Set task: The records below need retyping in full; give them again exactly.

Record list:
****************

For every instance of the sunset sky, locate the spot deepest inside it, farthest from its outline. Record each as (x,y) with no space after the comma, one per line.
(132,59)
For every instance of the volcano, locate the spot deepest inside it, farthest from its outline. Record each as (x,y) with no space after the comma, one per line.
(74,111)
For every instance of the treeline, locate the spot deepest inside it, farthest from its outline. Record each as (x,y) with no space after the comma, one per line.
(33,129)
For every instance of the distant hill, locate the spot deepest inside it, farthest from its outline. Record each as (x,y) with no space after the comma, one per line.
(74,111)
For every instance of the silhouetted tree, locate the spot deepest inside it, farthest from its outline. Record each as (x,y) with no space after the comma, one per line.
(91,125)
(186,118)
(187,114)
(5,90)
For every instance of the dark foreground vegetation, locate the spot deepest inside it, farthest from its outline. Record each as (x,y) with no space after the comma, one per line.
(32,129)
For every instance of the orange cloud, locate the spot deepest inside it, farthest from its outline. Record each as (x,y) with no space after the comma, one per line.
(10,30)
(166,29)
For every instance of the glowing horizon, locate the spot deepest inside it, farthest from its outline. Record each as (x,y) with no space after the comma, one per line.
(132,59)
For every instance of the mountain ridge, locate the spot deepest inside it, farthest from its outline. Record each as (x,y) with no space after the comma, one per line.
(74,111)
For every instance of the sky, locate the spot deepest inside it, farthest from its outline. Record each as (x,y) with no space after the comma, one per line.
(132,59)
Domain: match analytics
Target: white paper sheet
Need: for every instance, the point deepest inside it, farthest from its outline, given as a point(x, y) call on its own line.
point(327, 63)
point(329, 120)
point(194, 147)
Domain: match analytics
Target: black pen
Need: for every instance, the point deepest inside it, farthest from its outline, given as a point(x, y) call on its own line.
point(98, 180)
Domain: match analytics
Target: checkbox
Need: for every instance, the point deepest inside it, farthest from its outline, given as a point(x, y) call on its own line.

****************

Output for this task:
For every instance of the sunset sky, locate the spot deepest inside it, farthest from its outline. Record each as (x,y) with no space after the comma, one per line.
(132,59)
For every instance of the volcano, locate the spot deepest inside it, farthest from its outline. Record each as (x,y) with no space after the comma, one per line.
(74,111)
For every instance of the treeline, locate the spot deepest inside it, farthest from its outline. Record each as (x,y) with no space after the comma, one per line.
(33,129)
For every instance of the distant hill, locate the spot deepest inside it, farthest from its outline. Record each as (x,y) with no space after the comma, one per line.
(74,111)
For every instance of the silhouetted tree, locate the spot deepest inside it, farthest from its outline. Record each as (x,y) with no space after the comma, one per line.
(91,125)
(186,118)
(187,114)
(5,90)
For every instance of the dark foreground vegetation, locate the spot deepest inside it, farthest from its outline. Record each as (x,y) with no space after the comma, one per line.
(32,129)
For every instance of the orange cloud, locate the spot deepest inside it, farthest from its outline. Record each as (x,y) with no space after the comma, one per line.
(10,30)
(166,29)
For every instance of the glowing horizon, locate the spot deepest inside it, farthest from its outline. Record each as (x,y) with no space after the comma, one per line.
(132,59)
For every instance of the mountain ridge, locate the spot deepest inside it, farthest from its outline. Record each as (x,y) with no space after the comma, one per line.
(74,111)
For every instance of the sky, locate the spot deepest inside it, farthest from its outline. Record each as (x,y) with no space after the comma, one per line.
(132,59)
Domain: match analytics
Target: white paper sheet
Need: for every instance, the point deepest inside it, farthest from its outline, given as a point(x, y) call on its own line.
point(327, 63)
point(329, 120)
point(194, 147)
Domain: match analytics
Target: black pen
Need: for every instance, the point deepest inside it, farthest from its outline, given as a point(x, y) call on its own line.
point(98, 180)
Domain: match analytics
Target: checkbox
Need: for every instance, the point deepest inside it, farthest from its outline, given as a point(x, y) call on its own line.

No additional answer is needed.